▸ **Work instructions**:
1. Using the excerpt on psychotropic drugs in nursing homes, decide whether each statement agrees with it: (a) about 80 percent of Medicare's long-stay nursing home residents were prescribed a psychotropic drug from 2011 through 2019; (b) the use of anticonvulsants went down during that period; (c) overall use of psychotropic drugs declined during that period. Answer yes or no for each and quote the deciding words.
2. According to the excerpt on psychotropic drugs in nursing homes, why did the overall use of psychotropic drugs stay constant? Answer in one to three sentences.
3. From the excerpt on psychotropic drugs in nursing homes, extract the part that opens with the words containing "Specifically, the report" and closes with "this time period.".

▸ **Source text**:
____

The report followed concerns raised by then-Senate Finance Committee chairmen Chuck Grassley (R-Iowa) and then-Ranking Member Ron Wyden (D-Ore.).
“Nursing home residents deserve to be treated with dignity, and their loved ones ought to have the confidence that nursing homes are prescribing medicines appropriately. Unfortunately this Inspector General report confirms many of our fears that serious medications are being administered without appropriate diagnoses or oversight,” Grassley said
“I am very disturbed by reports of the high and potentially improper use of psychotropic drugs in nursing homes. This report makes it clear that more needs to be done to protect nursing home residents, and I will continue working to make that a reality,” Wyden said.
Specifically, the report found that “from 2011 through 2019 about 80 percent of Medicare’s long-stay nursing home residents were prescribed a psychotropic drug . . . [and], while CMS focused its efforts on reducing the use of psychotropic drugs—antipsychotics—the use of another category of drug—anticonvulsants—increased.” This resulted in the overall use of psychotropic drugs to remain constant during this time period.

____

▸ **Dataset section**:
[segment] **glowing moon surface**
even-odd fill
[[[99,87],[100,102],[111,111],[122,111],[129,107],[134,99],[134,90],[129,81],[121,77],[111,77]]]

____

▸ **Solutions to the exercise**:
1.
(a) Yes: "from 2011 through 2019 about 80 percent of Medicare’s long-stay nursing home residents were prescribed a psychotropic drug"
(b) No: "the use of another category of drug—anticonvulsants—increased."
(c) No: "This resulted in the overall use of psychotropic drugs to remain constant during this time period."

2. CMS focused on reducing antipsychotics, but the use of another category of drug, anticonvulsants, increased. As a result, overall use of psychotropic drugs remained constant from 2011 through 2019.

3.
Specifically, the report found that “from 2011 through 2019 about 80 percent of Medicare’s long-stay nursing home residents were prescribed a psychotropic drug . . . [and], while CMS focused its efforts on reducing the use of psychotropic drugs—antipsychotics—the use of another category of drug—anticonvulsants—increased.” This resulted in the overall use of psychotropic drugs to remain constant during this time period.